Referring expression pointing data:
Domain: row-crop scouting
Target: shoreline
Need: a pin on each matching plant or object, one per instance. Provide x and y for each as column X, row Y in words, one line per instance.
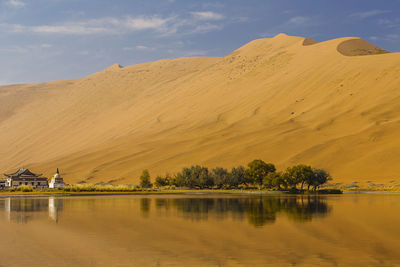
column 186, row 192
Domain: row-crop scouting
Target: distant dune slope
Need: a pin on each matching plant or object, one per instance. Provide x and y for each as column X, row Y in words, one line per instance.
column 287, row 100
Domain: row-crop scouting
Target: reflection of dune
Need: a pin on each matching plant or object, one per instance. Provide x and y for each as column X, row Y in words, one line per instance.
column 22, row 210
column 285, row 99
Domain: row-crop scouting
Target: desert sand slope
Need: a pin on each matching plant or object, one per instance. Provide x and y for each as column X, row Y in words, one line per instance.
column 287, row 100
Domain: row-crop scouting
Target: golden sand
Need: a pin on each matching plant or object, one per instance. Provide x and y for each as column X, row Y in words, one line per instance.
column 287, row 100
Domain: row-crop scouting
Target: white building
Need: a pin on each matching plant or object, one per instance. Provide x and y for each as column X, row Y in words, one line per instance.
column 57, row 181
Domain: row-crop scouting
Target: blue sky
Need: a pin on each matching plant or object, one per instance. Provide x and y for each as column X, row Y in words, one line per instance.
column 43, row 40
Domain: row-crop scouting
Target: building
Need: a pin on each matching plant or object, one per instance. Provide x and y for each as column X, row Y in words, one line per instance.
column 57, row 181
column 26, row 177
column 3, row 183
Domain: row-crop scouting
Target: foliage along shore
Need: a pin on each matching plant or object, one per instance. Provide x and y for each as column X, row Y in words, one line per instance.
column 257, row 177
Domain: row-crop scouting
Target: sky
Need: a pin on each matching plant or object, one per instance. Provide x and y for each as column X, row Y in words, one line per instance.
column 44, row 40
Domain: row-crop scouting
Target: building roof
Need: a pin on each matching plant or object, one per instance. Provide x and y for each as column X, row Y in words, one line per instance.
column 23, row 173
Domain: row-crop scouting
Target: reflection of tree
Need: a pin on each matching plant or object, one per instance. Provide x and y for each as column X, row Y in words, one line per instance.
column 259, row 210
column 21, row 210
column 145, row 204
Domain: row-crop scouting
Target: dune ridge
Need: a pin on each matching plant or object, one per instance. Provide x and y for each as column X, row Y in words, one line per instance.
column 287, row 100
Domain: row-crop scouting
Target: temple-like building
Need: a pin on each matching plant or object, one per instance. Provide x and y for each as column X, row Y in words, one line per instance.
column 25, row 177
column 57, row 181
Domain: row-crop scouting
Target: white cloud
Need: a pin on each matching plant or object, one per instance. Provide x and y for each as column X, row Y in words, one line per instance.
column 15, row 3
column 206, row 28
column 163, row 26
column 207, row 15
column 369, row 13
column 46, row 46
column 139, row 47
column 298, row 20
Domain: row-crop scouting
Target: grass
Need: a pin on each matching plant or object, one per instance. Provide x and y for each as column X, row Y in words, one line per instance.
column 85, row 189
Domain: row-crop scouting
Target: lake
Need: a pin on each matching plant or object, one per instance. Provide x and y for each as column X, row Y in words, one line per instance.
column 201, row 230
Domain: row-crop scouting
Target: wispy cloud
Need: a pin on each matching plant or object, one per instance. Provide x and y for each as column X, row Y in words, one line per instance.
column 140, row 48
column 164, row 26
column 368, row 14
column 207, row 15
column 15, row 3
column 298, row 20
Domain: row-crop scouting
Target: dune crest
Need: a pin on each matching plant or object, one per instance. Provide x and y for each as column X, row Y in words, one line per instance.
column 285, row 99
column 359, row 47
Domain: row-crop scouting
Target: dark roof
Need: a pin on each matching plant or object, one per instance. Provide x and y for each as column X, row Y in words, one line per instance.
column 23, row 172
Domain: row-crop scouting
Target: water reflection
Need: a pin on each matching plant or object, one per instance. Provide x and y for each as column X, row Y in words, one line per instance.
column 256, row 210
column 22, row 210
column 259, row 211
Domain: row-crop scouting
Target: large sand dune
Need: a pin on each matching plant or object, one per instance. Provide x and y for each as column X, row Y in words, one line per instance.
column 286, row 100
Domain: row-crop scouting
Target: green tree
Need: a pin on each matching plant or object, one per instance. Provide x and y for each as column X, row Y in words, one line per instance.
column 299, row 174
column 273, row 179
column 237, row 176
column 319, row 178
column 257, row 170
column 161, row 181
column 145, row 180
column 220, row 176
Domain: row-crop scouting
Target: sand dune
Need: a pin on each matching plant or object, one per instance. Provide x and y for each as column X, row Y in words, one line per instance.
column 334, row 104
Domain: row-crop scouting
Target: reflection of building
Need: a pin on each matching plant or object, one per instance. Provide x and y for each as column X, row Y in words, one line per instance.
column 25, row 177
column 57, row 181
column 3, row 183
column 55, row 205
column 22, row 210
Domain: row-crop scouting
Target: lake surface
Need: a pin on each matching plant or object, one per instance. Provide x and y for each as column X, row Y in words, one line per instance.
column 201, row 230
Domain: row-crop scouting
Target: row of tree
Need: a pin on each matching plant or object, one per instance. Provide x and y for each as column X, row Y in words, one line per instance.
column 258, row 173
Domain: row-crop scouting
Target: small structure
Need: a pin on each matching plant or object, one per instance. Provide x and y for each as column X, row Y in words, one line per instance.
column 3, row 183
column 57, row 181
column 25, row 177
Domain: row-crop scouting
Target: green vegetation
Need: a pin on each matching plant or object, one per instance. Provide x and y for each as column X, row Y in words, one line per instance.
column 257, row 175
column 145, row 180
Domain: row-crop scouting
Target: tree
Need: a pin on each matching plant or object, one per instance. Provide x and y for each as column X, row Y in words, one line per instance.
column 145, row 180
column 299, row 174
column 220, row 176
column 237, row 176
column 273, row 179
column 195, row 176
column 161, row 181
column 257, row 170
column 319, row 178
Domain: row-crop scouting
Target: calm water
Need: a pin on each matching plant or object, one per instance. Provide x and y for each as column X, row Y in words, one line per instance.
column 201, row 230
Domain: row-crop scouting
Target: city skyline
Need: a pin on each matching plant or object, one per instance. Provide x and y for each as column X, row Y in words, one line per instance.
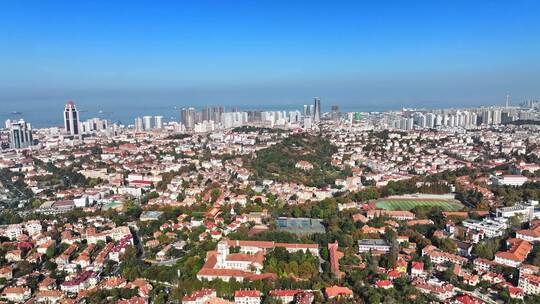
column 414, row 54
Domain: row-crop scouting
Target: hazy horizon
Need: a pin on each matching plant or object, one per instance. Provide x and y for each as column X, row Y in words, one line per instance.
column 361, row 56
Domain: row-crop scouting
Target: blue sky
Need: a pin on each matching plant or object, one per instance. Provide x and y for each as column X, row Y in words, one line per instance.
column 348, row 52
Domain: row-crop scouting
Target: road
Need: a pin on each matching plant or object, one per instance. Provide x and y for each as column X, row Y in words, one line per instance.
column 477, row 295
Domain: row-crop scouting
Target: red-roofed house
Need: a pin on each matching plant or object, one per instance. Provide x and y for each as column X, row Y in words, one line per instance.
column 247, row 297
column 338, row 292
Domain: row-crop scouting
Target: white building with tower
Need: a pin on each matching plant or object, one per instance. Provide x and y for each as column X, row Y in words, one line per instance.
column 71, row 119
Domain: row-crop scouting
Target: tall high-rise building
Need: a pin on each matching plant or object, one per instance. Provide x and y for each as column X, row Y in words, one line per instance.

> [What is needed] Write out the data precisely as given, excluding the pictures.

> [Finished task]
Domain: row-crop scouting
Target: shoreline
Need: a pin on each matching plant or object, one per instance. Provide x and y for each as column X, row Y in words, one line per instance.
column 186, row 192
Domain: row-crop scouting
Target: distant dune slope
Need: a pin on each matching plant or object, one per instance. Provide x and y for each as column X, row Y in words, one line per instance.
column 287, row 100
Domain: row-crop scouting
Target: reflection of dune
Need: a pin on each matching plant or object, one per instance. Provide x and y for each as column X, row Y in words, one line per instance.
column 22, row 210
column 285, row 99
Domain: row-crop scouting
Target: desert sand slope
Need: a pin on each matching plant or object, one per instance. Provide x and y for each as column X, row Y in words, one line per instance.
column 287, row 100
Domain: row-crop scouting
Target: golden sand
Need: a pin on each matching plant or object, one per instance. Provide x and y for each as column X, row Y in words, one line per instance.
column 287, row 100
Domain: row-crop scouting
Target: white building
Need: a pin on each matching plant or object, one per instance. Provide x and y for each as column X, row Y in words, one line per instance.
column 57, row 181
Domain: row-crop scouting
Target: blue sky
Need: a pin on each matching plant or object, one per instance. Provide x and y for each as column X, row Y in words, one line per instance.
column 43, row 40
Domain: row-crop scouting
Target: building
Need: a pin on each matching plant or object, one per instance. Provide x and y for each as column X, row Y in words, one line per instance.
column 57, row 181
column 26, row 177
column 3, row 183
Domain: row-crop scouting
Target: foliage along shore
Need: a pin on each matching plant or object, one per instance. Provide x and y for each as column X, row Y in words, one line per instance.
column 257, row 177
Domain: row-crop scouting
Target: sky
Need: a pin on each matching plant or object, one per instance. Provide x and y for each as column X, row Y in words, one line per instance.
column 44, row 40
Domain: row-crop scouting
Target: building roof
Need: a pin on each matching plant or object, one per instance. Provide x and y for each as column X, row Y in words, one line per instance.
column 23, row 173
Domain: row-crop scouting
Target: reflection of tree
Need: a pin on each matching plant or object, one per instance. Provide x and y for each as column X, row Y in words, one line per instance.
column 259, row 210
column 21, row 210
column 145, row 204
Domain: row-crop scouting
Target: dune ridge
Need: a pin on each matching plant or object, one per instance. Provide x and y for each as column X, row Y in words, one line per instance.
column 287, row 100
Domain: row-crop scouting
Target: temple-like building
Need: a pin on each matching plant or object, one per instance. Provide x and y for each as column X, row Y in words, one line per instance.
column 25, row 177
column 57, row 181
Domain: row-crop scouting
Target: white cloud
Need: a pin on each matching plant or object, one per instance. Provide x and y for each as column X, row Y in words, one line per instance.
column 15, row 3
column 206, row 28
column 163, row 26
column 207, row 15
column 369, row 13
column 46, row 46
column 139, row 47
column 298, row 20
Domain: row-crop scouting
Target: grass
Need: a pin on each matching plant or object, one per instance. Provide x and y for each as column X, row Y in words, one line per instance.
column 85, row 189
Domain: row-crop scouting
Target: lake
Need: a pin on each matching plant or object, one per instance. Provide x and y for each as column X, row Y in words, one line per instance.
column 201, row 230
Domain: row-crop scouting
Target: wispy cloud
Need: a pin on each matching plant or object, one per instance. Provide x and y for each as column X, row Y in words, one line per instance.
column 140, row 48
column 164, row 26
column 368, row 14
column 207, row 15
column 15, row 3
column 298, row 20
Domain: row-crop scouting
Target: dune crest
Need: a pin on each matching plant or object, one per instance. Provide x and y for each as column X, row Y in words, one line per instance.
column 285, row 99
column 359, row 47
Domain: row-crop scouting
Target: dark roof
Need: a pin on each matching plant or object, one per instance. Provide x and y for each as column X, row Y in words, one line per instance.
column 23, row 172
Domain: row-crop scouting
Target: water reflection
Need: a pin on each matching plant or object, one per instance. Provide x and y for each as column X, row Y in words, one line per instance.
column 256, row 210
column 22, row 210
column 259, row 211
Domain: row-crop scouting
Target: large sand dune
Need: a pin on each matching plant or object, one per instance. Provide x and y for each as column X, row Y in words, one line per instance.
column 286, row 100
Domain: row-crop scouting
Target: green tree
Need: a pin on each matching plant or object, one per instance. Provide x and y for each as column X, row Y in words, one line per instance.
column 299, row 174
column 273, row 179
column 237, row 176
column 319, row 178
column 257, row 170
column 161, row 181
column 145, row 180
column 220, row 176
Domain: row-crop scouting
Target: sand dune
Need: a pin on each matching plant or object, one per instance. Provide x and y for each as column X, row Y in words, one line per instance.
column 334, row 104
Domain: row-crop scouting
Target: reflection of building
Need: a pin on each matching plant or object, one per instance. Provide x and y for each as column X, row Y in words, one line per instance.
column 25, row 177
column 57, row 181
column 3, row 183
column 55, row 205
column 22, row 210
Domain: row-crop scouting
Target: lake surface
Need: a pin on each matching plant or object, one per instance. Provide x and y for each as column X, row Y in words, one line per instance.
column 201, row 230
Domain: row-crop scouting
Target: row of tree
Need: a pin on each matching plant or object, one per instance. Provide x and y for each as column X, row Y in words, one line per instance.
column 258, row 173
Domain: row-crop scouting
Target: small structure
Need: a pin on each matching plant or object, one per instance. Provide x and y for each as column X, row Y in words, one line per instance.
column 3, row 183
column 57, row 181
column 25, row 177
Domain: row-crop scouting
Target: green vegetation
Need: a pin on each matching plant or object, one per instance. Provide x and y for each as column X, row Y in words, one line per instance.
column 257, row 175
column 145, row 180
Domain: row-crop scouting
Target: tree
Need: a pin on each matching plant or object, one per instance. Provide x and y for each as column X, row Y in words, one line per instance.
column 145, row 180
column 299, row 174
column 220, row 176
column 237, row 176
column 273, row 179
column 195, row 176
column 161, row 181
column 257, row 170
column 319, row 178
Domain: row-crop scouting
Target: calm water
Need: a pin on each matching plant or object, one per instance. Provide x and y for each as column X, row Y in words, one line per instance.
column 201, row 230
Domain: row-crop scouting
Target: city skyline
Need: a pin on each matching plant or object, one per instance. Provide x and y for each as column X, row Y in words, one line per instance.
column 414, row 54
Domain: row-crop scouting
Target: hazy horizon
Need: a pin on each matching plant or object, one per instance. Provide x and y for each as column X, row Y in words, one line per instance.
column 361, row 56
Domain: row-crop scouting
Target: blue sky
Need: a pin on each matching plant or object, one per instance. Provide x and y for each as column X, row Y in words, one line per instance.
column 348, row 52
Domain: row-crop scouting
Target: road
Need: a pin on each matching plant or object, one per instance. Provide x and y for each as column X, row Y in words, one line per instance.
column 477, row 295
Domain: row-crop scouting
Target: red-roofed house
Need: a pin on each matching plant or object, one per instance. Provide x and y for each as column X, row Y in words, one line per instance.
column 247, row 297
column 338, row 292
Domain: row-crop scouting
Target: white building with tower
Need: a pin on each matching plant or object, one per instance. Provide x and y for each as column X, row Y in words, one line per instance.
column 71, row 119
Domain: row-crop scouting
Target: tall high-rise building
Need: a pin on each matching plant or object, one per instance. Provide x and y for each as column X, row Y in words, one line per instance.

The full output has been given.